Task brief - Rewrite every line of the records below, switching each "marker" to "pin" and leaving the rest untouched.

Dataset extract -
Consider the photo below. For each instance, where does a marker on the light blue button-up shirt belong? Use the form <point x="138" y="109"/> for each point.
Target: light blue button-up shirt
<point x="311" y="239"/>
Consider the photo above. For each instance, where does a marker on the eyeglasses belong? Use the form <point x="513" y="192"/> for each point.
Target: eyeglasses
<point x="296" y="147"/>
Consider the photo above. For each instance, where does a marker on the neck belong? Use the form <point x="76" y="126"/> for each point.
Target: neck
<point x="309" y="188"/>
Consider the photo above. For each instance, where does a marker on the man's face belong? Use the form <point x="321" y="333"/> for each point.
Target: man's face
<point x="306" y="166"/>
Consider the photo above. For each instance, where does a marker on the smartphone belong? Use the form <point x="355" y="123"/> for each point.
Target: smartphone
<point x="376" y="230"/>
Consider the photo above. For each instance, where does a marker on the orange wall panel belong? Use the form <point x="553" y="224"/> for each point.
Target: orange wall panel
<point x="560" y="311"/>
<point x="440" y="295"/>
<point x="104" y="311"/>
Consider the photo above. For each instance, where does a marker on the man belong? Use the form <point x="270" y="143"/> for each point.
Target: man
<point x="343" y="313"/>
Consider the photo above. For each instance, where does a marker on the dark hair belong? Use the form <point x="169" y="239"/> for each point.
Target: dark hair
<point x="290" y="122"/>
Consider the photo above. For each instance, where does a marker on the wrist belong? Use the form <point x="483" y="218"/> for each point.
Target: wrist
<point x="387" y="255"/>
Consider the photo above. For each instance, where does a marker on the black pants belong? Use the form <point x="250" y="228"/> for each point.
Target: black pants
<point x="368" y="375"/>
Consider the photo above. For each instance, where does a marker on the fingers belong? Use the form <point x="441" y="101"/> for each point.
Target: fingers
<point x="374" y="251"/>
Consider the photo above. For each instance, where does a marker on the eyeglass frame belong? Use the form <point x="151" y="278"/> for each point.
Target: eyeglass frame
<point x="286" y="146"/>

Right answer -
Consider the photo below. For each instance, where does a pin on the light blue button-up shirt belong? Use the form <point x="138" y="109"/> for each point.
Target: light blue button-up shirt
<point x="311" y="239"/>
Consider the photo above. For each instance, where does a pin on the eyeglasses belong? Use the form <point x="513" y="192"/> for each point.
Target: eyeglasses
<point x="296" y="147"/>
Consider the photo above. For each instance, where does a pin on the neck belong? Use the form <point x="76" y="126"/> for each point.
Target: neck
<point x="309" y="188"/>
Consider the photo above. For each instance, where does a pin on the man's face belong? Use the form <point x="321" y="333"/> for each point.
Target: man's face
<point x="306" y="166"/>
Consider the photo above. For each instance, where does a pin on the smartphone belong? Use the form <point x="355" y="123"/> for each point.
Target: smartphone
<point x="376" y="230"/>
Consider the photo above. For each instance, where does a pin on the orange wall panel belong? Use the form <point x="553" y="224"/> for each point.
Target: orange wall panel
<point x="560" y="311"/>
<point x="440" y="295"/>
<point x="104" y="311"/>
Consider the photo above. For each instance, where does a pin on the man belong? Use the form <point x="270" y="143"/> for each point.
Target: man
<point x="343" y="313"/>
Consider the photo above. For each instance, where does a pin on the dark hair belong? Use the form <point x="169" y="239"/> for each point.
Target: dark hair
<point x="290" y="122"/>
Consider the photo above. For each instance, where does a pin on the wrist belong? Use the form <point x="483" y="218"/> for each point.
Target: wrist
<point x="387" y="255"/>
Consider the photo above. For each instance, where does a pin on the black pants belong? Use the form <point x="250" y="228"/> for each point.
Target: black pants
<point x="368" y="375"/>
Consider the photo above. For each instance, where does a pin on the fingers belong? Use the form <point x="441" y="101"/> for each point.
Target: fingers
<point x="374" y="251"/>
Consider the photo above. For each instance, where does a pin on the eyeglass frame belong? Use the form <point x="151" y="278"/> for each point.
Target: eyeglass frame
<point x="286" y="146"/>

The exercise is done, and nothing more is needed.